- [Dataset]
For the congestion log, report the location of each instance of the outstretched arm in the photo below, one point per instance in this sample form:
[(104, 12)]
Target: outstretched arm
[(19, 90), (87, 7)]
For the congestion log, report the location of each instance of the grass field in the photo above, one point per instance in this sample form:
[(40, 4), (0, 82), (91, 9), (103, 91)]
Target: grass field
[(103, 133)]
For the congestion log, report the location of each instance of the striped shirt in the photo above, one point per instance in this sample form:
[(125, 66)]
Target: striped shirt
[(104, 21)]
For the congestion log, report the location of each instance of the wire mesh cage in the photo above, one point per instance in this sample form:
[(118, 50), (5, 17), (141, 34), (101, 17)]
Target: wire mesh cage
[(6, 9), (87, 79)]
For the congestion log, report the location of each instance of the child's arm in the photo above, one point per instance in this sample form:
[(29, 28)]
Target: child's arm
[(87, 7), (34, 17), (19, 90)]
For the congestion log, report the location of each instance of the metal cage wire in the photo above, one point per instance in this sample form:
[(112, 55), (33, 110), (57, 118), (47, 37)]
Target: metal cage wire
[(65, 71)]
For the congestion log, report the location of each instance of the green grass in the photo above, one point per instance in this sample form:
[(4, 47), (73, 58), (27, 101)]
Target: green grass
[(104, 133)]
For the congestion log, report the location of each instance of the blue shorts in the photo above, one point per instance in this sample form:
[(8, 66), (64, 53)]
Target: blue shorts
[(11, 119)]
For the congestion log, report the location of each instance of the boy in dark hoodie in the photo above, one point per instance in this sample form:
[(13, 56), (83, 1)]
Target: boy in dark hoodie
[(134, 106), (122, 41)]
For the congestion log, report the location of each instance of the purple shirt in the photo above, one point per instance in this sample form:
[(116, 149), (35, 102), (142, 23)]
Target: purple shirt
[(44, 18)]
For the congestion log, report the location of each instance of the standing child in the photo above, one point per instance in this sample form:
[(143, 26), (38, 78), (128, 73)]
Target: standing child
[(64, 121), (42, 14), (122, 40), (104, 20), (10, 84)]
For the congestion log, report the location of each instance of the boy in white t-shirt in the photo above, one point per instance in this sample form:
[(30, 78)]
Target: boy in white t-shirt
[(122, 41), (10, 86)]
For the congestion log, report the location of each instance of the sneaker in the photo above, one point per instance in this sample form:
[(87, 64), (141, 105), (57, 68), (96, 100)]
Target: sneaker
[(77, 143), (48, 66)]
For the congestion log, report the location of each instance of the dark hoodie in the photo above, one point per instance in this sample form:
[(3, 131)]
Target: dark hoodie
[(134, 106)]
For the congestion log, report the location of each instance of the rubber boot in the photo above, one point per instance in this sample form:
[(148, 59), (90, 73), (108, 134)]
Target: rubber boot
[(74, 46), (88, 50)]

- [Aim of the task]
Extract every line of the data above and reproduce each one unchanged, keeping the original order.

- [Expected answer]
For the congestion log, report the location of each instance of the outstretched arm in the photo below, one point per instance in this sample form:
[(104, 12)]
Target: outstretched arm
[(19, 90), (87, 7)]
For the congestion log, report the location of each instance of the grass field in the photo above, one point per instance in this sample form:
[(40, 4), (0, 82), (91, 9), (103, 91)]
Target: grass field
[(103, 133)]
For the congestion log, report the location of each instance of the striped shirt in the photo above, one point per instance in this sample form:
[(125, 66)]
Target: striped shirt
[(104, 21)]
For the congestion log, report the location of each instance of the wire mesh cage in the photo above, one point per instance in this sample form:
[(118, 50), (5, 17), (141, 34), (101, 17)]
Target: wire mesh cage
[(6, 9), (87, 79)]
For the congestion log, report the location of each instance of the child's arm in the photo above, one point per instance in this sample form:
[(29, 28)]
Target: child's arm
[(87, 7), (34, 17), (19, 90)]
For the congestion log, report the location of each instance of the metal cage wire in the photo above, one point per instance in this sample form:
[(112, 55), (33, 110), (57, 118), (47, 37)]
Target: metal cage wire
[(65, 71)]
For the congestion log, report the location of each instance of the green grass in the photo above, one point per instance in this sample form:
[(4, 47), (73, 58), (27, 101)]
Target: green grass
[(104, 133)]
For the congestion log, report the location of each instance of the blue shorts in the photo above, one point per instance in this sample form:
[(8, 66), (64, 53)]
Target: blue shorts
[(11, 119)]
For the congestion log, report the location of each instance of the boy in dark hoodie in the photo above, one point per instance in this sample form:
[(13, 56), (83, 1)]
Target: boy in dark hoodie
[(134, 106), (122, 41)]
For the congestion log, report the location of each instance of the purple shirt in the photo above, one point per instance in this sample form:
[(116, 149), (35, 102), (142, 23)]
Target: purple shirt
[(44, 18)]
For the congestion log, report the location of each instance of the standing child in the photo above, one point per instance in this sample form:
[(143, 26), (38, 78), (128, 73)]
Target: standing child
[(64, 121), (42, 14), (122, 40), (104, 20), (10, 84)]
For the congestion log, report the location of each instance of the boy in white t-shirt in the photo above, one point per instance in this sample form:
[(30, 78)]
Target: boy in white t-shirt
[(122, 41), (10, 86)]
For the congestion log, report the location of each instance of the sneaker in the photo above, one point per instance in this sample form:
[(87, 64), (141, 105), (57, 68), (96, 100)]
Target: sneaker
[(77, 143), (48, 66)]
For the congestion log, report the location of each instance of the dark hoodie in the photo above, one point per instance in this sample form:
[(3, 131)]
Target: dark hoodie
[(134, 106)]
For the congestion log, report the location of each instance of the rubber boot in the photo above, one point per instance in this sample form:
[(148, 59), (90, 73), (108, 134)]
Target: rubber boot
[(74, 46), (88, 50)]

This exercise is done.